- Your goal:
How many lines in the records below contain the word "Draw"? Reply with the number alone.

- Records for the task:
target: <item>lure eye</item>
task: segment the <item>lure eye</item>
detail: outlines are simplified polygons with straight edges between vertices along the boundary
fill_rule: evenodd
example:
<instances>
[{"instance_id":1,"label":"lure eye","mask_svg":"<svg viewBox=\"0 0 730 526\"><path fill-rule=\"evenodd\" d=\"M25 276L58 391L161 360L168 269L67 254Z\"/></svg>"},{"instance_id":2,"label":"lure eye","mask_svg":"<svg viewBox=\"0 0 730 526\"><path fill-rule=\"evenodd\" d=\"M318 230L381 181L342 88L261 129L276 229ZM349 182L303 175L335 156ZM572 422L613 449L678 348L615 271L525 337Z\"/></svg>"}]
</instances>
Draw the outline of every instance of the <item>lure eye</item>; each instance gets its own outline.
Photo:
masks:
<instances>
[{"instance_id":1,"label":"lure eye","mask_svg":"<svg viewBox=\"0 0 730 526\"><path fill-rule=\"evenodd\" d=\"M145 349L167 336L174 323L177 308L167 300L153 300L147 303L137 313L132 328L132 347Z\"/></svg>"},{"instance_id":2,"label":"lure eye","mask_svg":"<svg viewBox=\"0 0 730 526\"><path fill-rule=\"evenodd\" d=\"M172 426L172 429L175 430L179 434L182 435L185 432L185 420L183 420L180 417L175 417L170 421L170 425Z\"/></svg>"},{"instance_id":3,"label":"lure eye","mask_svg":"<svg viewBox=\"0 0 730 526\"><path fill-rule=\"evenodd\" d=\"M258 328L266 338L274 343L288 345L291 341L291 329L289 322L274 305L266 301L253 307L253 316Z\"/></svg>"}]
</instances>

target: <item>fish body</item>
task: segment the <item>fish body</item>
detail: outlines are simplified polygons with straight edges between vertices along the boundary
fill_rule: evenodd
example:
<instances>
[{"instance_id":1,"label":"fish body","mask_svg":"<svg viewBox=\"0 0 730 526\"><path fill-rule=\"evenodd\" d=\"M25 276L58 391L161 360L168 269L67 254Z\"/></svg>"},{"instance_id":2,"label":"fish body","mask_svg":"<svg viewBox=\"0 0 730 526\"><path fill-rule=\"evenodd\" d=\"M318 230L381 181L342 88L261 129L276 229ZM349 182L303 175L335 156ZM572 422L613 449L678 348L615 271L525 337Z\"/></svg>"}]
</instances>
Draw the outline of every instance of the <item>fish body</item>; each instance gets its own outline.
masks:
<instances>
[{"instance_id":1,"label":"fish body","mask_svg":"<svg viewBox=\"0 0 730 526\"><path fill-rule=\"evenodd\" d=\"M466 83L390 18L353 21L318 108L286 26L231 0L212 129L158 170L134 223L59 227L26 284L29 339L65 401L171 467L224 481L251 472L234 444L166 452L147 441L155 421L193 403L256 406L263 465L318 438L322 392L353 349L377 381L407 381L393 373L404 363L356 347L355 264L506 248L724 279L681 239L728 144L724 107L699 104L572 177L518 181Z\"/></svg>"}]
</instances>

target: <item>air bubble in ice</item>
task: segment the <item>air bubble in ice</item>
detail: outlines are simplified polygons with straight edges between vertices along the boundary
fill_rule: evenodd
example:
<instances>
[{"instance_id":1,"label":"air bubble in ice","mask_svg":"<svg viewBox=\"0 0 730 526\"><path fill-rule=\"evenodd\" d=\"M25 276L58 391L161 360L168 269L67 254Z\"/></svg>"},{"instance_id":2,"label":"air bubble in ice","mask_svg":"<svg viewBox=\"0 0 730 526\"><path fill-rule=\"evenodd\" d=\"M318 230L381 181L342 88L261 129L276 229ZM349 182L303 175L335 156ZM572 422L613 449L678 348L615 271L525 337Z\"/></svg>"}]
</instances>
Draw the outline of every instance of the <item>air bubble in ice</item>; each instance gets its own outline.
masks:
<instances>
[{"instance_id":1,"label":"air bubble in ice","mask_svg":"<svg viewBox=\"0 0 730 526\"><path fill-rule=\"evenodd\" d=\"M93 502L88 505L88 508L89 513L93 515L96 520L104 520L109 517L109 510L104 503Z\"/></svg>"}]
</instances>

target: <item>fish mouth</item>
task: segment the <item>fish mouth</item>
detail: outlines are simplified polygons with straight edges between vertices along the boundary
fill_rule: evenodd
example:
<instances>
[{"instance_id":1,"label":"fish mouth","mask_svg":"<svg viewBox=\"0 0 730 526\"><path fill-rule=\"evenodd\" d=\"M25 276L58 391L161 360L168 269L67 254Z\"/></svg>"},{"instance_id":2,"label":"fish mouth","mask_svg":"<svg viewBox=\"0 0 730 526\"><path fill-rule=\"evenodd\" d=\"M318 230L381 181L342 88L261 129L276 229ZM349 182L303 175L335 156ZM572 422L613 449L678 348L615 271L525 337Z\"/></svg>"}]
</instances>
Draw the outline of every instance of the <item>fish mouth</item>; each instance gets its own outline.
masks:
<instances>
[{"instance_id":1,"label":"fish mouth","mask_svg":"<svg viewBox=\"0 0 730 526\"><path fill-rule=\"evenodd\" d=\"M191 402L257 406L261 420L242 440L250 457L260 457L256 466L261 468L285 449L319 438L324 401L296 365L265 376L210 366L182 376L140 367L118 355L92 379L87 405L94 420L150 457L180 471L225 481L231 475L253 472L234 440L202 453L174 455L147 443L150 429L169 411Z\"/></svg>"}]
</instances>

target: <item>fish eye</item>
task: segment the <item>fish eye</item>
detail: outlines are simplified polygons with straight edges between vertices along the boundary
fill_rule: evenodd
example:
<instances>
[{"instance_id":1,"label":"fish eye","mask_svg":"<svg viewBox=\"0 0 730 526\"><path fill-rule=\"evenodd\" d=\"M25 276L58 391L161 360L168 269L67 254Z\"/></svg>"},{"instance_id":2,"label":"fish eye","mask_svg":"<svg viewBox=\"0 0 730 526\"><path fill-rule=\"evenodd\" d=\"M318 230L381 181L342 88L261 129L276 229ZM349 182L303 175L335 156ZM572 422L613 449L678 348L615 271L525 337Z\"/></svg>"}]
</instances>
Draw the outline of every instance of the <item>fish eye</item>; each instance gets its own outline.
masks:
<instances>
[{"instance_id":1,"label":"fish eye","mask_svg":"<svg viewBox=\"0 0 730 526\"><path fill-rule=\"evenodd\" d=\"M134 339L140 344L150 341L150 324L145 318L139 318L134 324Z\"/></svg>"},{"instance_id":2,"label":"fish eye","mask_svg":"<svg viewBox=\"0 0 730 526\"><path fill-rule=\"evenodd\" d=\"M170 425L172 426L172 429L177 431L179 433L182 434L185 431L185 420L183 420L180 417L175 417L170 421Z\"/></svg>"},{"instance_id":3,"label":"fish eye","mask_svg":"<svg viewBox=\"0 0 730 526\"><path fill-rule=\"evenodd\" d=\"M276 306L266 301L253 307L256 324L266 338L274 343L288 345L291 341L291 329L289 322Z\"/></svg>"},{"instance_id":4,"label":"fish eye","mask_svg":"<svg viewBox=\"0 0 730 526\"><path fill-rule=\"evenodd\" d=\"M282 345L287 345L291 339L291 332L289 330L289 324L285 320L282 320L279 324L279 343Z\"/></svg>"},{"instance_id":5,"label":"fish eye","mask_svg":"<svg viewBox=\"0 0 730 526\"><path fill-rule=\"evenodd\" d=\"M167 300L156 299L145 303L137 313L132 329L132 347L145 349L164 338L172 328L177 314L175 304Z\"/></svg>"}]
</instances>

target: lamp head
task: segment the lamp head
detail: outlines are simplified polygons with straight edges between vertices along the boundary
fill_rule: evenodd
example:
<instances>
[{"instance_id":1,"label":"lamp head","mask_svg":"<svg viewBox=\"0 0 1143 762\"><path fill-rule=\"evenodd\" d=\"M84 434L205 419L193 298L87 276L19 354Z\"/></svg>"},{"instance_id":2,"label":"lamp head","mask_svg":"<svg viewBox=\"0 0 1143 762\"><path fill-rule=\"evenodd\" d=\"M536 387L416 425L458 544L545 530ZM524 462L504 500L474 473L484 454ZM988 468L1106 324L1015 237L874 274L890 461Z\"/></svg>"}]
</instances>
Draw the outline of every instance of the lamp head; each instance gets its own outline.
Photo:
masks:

- Exercise result:
6